Task statement :: Only the number should be given: how many lines below contain "hair".

Start of Source material

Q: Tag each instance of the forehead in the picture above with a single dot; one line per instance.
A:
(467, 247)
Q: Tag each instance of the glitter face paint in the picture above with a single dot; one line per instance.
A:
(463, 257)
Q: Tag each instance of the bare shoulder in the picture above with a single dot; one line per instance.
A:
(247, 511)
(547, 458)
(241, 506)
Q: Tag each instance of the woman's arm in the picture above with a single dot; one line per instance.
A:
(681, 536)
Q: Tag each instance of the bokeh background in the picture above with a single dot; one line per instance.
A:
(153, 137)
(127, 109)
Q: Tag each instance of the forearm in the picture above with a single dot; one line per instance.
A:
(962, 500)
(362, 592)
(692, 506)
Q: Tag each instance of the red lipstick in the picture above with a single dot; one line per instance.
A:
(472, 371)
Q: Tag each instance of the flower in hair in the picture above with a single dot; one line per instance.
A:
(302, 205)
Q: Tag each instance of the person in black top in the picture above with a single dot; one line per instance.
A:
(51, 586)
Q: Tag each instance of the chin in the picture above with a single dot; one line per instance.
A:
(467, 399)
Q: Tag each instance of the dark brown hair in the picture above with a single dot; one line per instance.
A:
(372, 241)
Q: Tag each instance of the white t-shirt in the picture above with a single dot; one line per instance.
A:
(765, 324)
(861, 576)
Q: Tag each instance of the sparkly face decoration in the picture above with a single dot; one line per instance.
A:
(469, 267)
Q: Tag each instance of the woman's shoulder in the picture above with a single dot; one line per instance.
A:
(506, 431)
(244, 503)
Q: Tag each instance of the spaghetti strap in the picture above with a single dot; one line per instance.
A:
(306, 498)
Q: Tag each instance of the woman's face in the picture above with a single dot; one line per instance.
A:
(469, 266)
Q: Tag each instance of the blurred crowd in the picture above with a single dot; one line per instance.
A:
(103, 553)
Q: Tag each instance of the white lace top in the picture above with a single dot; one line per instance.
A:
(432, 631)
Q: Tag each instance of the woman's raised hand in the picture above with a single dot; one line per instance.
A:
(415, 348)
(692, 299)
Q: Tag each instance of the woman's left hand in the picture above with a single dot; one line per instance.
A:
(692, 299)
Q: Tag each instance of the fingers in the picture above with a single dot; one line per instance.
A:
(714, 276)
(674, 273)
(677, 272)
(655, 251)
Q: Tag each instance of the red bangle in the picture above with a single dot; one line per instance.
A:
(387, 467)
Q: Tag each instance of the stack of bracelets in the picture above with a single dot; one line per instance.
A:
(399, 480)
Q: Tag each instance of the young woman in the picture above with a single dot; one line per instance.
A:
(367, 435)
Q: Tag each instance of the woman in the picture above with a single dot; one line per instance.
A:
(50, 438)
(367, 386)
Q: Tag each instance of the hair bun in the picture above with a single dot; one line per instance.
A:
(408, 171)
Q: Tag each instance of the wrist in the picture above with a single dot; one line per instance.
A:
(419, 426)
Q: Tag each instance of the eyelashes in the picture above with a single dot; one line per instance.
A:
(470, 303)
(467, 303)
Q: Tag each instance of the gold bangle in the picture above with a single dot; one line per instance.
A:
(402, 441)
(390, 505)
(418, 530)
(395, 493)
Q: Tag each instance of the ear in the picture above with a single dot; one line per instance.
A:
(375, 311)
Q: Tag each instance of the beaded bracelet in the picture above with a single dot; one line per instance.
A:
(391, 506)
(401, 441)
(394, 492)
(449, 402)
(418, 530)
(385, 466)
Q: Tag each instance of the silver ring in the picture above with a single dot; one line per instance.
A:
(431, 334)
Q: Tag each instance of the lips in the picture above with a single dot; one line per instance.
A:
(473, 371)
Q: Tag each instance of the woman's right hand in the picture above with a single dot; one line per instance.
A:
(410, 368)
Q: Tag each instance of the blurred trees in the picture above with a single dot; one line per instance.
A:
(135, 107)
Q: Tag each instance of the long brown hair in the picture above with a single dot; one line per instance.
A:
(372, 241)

End of Source material

Exercise response :: 4